» **Work required**
Scan the entries for lines with the word "mouth" and copy those lines.

» **Records supplied**
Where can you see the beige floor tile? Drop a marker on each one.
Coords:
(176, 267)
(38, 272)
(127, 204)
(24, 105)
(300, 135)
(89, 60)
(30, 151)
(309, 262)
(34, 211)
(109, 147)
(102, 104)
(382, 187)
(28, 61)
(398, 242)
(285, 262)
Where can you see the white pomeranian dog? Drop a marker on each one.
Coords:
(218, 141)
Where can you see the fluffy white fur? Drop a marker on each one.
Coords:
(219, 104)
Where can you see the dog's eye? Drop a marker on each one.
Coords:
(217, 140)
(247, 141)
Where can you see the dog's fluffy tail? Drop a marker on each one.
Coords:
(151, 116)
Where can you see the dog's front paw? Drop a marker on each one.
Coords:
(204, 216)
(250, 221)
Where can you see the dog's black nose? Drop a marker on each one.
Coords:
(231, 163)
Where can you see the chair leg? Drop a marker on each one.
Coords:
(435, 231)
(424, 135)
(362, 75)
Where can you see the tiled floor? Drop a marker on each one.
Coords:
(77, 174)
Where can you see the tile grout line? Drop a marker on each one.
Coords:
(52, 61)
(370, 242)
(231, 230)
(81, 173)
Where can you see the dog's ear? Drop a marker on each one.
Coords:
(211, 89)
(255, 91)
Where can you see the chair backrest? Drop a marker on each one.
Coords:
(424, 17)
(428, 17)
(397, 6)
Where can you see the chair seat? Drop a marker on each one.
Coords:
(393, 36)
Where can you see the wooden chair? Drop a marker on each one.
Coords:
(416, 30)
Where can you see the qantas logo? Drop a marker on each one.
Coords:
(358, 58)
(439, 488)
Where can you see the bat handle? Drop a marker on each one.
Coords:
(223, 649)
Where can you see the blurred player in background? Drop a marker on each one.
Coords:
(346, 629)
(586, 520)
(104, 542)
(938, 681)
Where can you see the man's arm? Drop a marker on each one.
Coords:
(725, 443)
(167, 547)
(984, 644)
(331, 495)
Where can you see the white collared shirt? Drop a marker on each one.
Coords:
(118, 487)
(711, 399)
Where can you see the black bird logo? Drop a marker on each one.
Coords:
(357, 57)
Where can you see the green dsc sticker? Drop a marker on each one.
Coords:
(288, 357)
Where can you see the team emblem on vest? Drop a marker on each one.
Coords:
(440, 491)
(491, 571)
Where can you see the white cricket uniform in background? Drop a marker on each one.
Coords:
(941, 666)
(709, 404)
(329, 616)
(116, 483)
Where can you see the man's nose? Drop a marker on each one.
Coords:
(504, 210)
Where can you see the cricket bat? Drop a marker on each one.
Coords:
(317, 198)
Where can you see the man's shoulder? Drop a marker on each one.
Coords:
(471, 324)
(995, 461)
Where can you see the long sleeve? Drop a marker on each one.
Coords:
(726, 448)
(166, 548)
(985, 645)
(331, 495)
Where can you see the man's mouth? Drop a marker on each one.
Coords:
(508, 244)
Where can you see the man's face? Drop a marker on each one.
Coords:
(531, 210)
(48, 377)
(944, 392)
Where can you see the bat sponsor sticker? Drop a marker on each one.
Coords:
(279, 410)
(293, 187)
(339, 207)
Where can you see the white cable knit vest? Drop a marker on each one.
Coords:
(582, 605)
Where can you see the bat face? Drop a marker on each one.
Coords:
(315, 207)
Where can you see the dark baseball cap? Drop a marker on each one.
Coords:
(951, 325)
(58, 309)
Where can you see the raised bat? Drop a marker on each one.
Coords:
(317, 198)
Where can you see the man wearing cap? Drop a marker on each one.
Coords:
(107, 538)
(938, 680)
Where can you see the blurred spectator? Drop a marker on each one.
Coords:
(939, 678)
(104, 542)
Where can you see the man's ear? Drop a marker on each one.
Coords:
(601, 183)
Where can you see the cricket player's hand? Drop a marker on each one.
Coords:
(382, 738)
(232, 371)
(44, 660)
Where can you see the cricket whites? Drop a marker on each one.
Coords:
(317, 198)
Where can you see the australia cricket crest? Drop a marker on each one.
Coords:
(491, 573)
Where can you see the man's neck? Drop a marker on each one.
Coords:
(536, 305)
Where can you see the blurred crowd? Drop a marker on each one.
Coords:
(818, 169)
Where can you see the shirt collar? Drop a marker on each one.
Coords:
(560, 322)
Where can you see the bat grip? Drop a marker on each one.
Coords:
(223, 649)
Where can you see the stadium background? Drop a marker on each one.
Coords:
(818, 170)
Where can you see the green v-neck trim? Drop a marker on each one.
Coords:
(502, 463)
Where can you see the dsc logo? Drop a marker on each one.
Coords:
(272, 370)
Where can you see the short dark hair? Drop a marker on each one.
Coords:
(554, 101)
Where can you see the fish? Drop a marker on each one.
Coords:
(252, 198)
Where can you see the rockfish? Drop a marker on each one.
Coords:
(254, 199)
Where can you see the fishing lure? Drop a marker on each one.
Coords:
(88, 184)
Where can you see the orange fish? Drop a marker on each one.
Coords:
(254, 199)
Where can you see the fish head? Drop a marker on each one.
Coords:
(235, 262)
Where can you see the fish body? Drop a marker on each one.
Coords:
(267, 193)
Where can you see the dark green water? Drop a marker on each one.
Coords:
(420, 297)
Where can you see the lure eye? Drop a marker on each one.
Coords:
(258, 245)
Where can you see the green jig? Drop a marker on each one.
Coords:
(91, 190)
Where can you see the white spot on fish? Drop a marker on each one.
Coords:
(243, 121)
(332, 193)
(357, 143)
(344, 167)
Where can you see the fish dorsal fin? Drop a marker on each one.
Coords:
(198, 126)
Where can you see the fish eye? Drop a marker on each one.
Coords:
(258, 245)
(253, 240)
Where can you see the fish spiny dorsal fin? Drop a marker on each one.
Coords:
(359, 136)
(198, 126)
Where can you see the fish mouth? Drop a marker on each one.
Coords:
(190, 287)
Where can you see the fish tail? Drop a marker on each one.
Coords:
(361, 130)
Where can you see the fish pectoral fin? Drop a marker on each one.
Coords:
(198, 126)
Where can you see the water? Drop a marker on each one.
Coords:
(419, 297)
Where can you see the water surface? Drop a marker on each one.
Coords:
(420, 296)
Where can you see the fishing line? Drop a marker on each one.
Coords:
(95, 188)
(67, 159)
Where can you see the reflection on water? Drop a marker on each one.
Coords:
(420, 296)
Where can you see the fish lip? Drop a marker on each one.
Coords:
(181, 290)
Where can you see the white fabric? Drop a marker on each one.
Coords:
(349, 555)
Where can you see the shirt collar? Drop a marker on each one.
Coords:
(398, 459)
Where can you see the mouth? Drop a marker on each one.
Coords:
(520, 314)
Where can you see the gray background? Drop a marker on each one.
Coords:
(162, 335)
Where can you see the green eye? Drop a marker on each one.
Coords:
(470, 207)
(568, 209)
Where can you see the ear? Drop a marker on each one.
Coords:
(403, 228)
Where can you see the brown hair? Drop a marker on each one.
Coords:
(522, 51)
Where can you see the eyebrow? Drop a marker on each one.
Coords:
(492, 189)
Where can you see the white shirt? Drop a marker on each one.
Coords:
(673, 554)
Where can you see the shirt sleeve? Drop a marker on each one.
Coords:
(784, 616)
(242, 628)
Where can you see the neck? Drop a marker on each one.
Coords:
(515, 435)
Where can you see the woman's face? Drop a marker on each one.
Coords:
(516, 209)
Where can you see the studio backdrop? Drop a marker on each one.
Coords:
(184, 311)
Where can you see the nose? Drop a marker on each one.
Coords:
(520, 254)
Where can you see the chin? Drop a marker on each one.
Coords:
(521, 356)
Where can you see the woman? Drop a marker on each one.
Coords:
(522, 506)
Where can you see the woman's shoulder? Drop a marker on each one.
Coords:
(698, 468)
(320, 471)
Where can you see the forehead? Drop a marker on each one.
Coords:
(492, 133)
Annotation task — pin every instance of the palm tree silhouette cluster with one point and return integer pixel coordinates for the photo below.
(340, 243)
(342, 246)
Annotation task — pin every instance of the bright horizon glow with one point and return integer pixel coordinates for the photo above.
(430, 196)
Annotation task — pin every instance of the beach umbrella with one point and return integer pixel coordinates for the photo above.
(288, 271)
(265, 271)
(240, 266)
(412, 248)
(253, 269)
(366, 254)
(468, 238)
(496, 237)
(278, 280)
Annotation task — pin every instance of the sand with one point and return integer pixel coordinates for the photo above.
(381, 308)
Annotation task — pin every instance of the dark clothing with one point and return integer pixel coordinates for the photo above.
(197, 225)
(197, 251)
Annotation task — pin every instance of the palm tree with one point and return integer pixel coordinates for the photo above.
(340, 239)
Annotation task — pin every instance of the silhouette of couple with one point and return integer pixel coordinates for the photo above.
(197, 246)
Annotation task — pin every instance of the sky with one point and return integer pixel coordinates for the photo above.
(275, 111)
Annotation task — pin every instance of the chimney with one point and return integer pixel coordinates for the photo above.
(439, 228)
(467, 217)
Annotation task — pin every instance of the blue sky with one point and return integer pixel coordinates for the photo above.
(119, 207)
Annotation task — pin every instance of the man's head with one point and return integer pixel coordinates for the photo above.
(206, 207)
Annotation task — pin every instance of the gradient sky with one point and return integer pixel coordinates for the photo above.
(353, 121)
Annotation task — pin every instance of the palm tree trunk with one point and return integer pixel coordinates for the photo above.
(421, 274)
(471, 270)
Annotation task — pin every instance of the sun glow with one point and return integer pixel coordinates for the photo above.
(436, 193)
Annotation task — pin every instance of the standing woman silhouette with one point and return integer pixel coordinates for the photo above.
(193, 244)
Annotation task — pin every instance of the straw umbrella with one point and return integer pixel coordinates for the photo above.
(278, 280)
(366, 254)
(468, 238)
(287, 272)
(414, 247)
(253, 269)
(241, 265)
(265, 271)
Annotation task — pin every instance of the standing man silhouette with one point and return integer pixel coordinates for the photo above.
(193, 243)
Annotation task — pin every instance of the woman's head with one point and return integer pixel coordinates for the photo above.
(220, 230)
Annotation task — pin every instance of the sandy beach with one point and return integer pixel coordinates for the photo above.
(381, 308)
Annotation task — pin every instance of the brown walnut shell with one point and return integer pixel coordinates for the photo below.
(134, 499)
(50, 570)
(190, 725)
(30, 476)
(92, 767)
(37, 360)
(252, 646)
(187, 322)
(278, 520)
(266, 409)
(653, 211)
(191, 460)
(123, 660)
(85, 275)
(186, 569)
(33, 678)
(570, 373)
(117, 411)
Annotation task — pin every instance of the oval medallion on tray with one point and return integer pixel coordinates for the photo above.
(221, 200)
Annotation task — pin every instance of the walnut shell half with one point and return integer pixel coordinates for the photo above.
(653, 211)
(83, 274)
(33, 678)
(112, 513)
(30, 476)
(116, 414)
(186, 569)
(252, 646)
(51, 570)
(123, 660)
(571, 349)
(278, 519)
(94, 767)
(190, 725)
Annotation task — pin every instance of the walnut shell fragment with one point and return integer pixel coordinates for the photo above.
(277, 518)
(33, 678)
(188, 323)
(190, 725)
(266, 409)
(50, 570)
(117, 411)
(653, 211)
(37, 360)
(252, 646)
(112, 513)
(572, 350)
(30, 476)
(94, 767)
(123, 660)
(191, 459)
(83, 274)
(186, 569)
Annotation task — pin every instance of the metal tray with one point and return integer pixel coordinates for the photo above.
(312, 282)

» **Result**
Where can you see the man's mouth? Drop a marker on each one.
Where can you see the fish mouth? Drop a marker on each one.
Where can you see the mouth? Drop a marker on each one.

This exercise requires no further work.